Begin Text block

MANILA, Philippines — A lawyer called on the Department of Justice, on Sunday, to uphold with finality the deportation order against a South Korean national who was convicted of two counts of violation of the Anti-Bouncing Checks Law (Batas Pambansa Blg. 22) almost 20 years ago.
Lawyer Alex Tan said the offense committed by Kang Tae Sik involved moral turpitude and subjected him to deportation under the provisions of the Philippine Immigration Act (Commonwealth Act No. 613).
Tan, who was one of the private complainants against Kang, has filed an urgent request for the reconsideration of the Justice Secretary Alfredo Benjamin Caguioa’s Nov. 6, 2015, memorandum, which ordered the Bureau of Immigration to free the South Korean while the deportation order earlier issued against him under appeal.
Caguioa’s memorandum had directed Kang’s immediate release from detention and the recall of the warrant of deportation issued against him by the BI. It also stopped the bureau from executing the four resolutions of the BI board of commissioners which ordered and affirmed Kang’s deportation.
On orders of Immigration Commissioner Siegfred Mison, Kang was arrested last Oc. 28, 2015, by BI agents. His lawyer filed a motion before the Department of Justice to quash the deportation order and grant him bail.
Four days later, Caguioa’s office, through Chief State Counsel Ricardo Paras III, directed Mison to comment on the motion within 10 days.
However, Tan said that just four days later and without waiting for Mison’s comment, Caguioa ordered the immediate release of Kang from detention, without bail. Caguioa reasoned that since the deportation order was not yet final due to Kang’s appeal, Mison should have not yet issued the warrant of deportation.

End Text block

> [Directions] Print the passage of the deportation report above that opens with the words containing "Four days later, Caguioa’s" and closes with "warrant of deportation.", reproducing it character for character.

Begin Collected material

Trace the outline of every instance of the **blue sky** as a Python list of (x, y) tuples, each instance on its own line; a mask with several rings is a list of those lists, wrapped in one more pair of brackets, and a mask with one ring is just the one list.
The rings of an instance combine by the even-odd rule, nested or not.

End Collected material

> [The result]
Four days later, Caguioa’s office, through Chief State Counsel Ricardo Paras III, directed Mison to comment on the motion within 10 days.
However, Tan said that just four days later and without waiting for Mison’s comment, Caguioa ordered the immediate release of Kang from detention, without bail. Caguioa reasoned that since the deportation order was not yet final due to Kang’s appeal, Mison should have not yet issued the warrant of deportation.